▶ TEXTO FORNECIDO
Em Mulhouse, em particular, as equipes não estavam preparadas para a chegada maciça de pacientes, disse o professor Régis Aubry, ex-presidente da Sociedade Francesa de Cuidados Paliativos (SFAP), que trabalha em uma unidade de um hospital universitário na região de Bourgogne Franche Comté (centro).
De repente, o SFAP, em consulta com outros especialistas (geriatras, ressuscitadores, pneumologistas) foi mobilizado para ajudar e treinar colegas de saúde. Para alguns pacientes, a reanimação pode ser inalcançável: “Fazer uma triagem? É isso que os médicos da reanimação fazem o tempo todo”, lembra o professor Olivier Guerin, presidente da sociedade francesa de gerontologia e geriatria (SFGG )
Garantir “apaziguamento”
Assim, mesmo antes da era do Covid-19, para certas doenças crônicas, como “insuficiência respiratória grave, sabe-se que a ressuscitação ou reanimação não é benéfica a longo prazo, não faremos com que sofram por nada”, diz o Dr. Thibaud Soumagne, ressuscitador do Hospital Universitário de Besançon, que também é pneumologista. Neste hospital, como em outros lugares, foi criada uma unidade de cuidados paliativos para a Covid-19.
Mas se as necessidades de ressuscitação excederem em muito a oferta disponível no país, as pessoas que poderiam se beneficiar delas correm o risco de serem privadas.

▶ QUESTÃO 1
No texto sobre cuidados paliativos na Covid-19, qual é o cargo do professor Olivier Guerin?
▶ QUESTÃO 2
Modifique o trecho do texto sobre cuidados paliativos que começa em "Em Mulhouse, em" e vai até "geriatria (SFGG )", trocando "Mulhouse" por "Estrasburgo".
▶ QUESTÃO 3
Escreva a continuação do texto sobre cuidados paliativos na Covid-19, a partir da última frase apresentada.

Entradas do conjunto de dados
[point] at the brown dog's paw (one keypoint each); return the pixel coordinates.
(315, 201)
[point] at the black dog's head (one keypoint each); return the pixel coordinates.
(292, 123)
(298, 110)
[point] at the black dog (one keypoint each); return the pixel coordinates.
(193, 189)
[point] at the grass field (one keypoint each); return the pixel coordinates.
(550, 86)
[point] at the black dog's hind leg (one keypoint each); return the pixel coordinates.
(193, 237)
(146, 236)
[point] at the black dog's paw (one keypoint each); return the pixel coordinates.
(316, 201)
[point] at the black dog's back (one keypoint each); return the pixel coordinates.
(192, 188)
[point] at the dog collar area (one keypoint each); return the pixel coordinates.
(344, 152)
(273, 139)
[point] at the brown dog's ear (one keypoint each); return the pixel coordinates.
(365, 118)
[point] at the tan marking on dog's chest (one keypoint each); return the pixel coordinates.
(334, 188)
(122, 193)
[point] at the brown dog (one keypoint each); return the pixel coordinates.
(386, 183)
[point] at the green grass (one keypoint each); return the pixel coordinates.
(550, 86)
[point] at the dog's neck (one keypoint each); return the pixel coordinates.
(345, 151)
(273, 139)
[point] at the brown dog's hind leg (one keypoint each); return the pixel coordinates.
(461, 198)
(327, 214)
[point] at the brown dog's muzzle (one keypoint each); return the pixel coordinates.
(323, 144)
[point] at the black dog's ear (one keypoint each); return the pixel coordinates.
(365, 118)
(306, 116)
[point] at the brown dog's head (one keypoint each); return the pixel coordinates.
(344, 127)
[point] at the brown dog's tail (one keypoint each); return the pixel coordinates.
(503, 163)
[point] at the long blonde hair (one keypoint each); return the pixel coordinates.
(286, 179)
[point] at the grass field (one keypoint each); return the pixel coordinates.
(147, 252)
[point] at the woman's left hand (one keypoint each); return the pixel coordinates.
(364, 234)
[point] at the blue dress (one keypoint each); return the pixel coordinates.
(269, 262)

▶ RESPOSTA 1
Ele é presidente da sociedade francesa de gerontologia e geriatria (SFGG).

▶ RESPOSTA 2
Em Estrasburgo, em particular, as equipes não estavam preparadas para a chegada maciça de pacientes, disse o professor Régis Aubry, ex-presidente da Sociedade Francesa de Cuidados Paliativos (SFAP), que trabalha em uma unidade de um hospital universitário na região de Bourgogne Franche Comté (centro).
De repente, o SFAP, em consulta com outros especialistas (geriatras, ressuscitadores, pneumologistas) foi mobilizado para ajudar e treinar colegas de saúde. Para alguns pacientes, a reanimação pode ser inalcançável: “Fazer uma triagem? É isso que os médicos da reanimação fazem o tempo todo”, lembra o professor Olivier Guerin, presidente da sociedade francesa de gerontologia e geriatria (SFGG )

▶ RESPOSTA 3
Aconteça o que acontecer, as abordagens terapêuticas oferecidas a todos os estabelecimentos de saúde e médico-sociais, mas também em casa, no contexto da epidemia na França, não visam a eutanásia, lembra o SFAP, que publicou propostas emitidas e folhas de conselhos terapêuticos de emergência para locais afetados pela saturação hospitalar ou que provavelmente serão saturados em breve.
O objetivo é “proporcionar alívio aos pacientes mais afetados” em caso de dificuldades respiratórias ou angústia.
No entanto, com “a escassez de midazolam (Hypnovel) para adormecer, a falta de morfina assim como de seringas elétricas”, o Dr. Bernard Devalois, médico em cuidados paliativos em Bordeaux alerta contra “a tentação da eutanásia” que os cuidadores de lares de idosos podem sentir quando confrontados com os mesmos mergulhados em sofrimentos horríveis, como a asfixia.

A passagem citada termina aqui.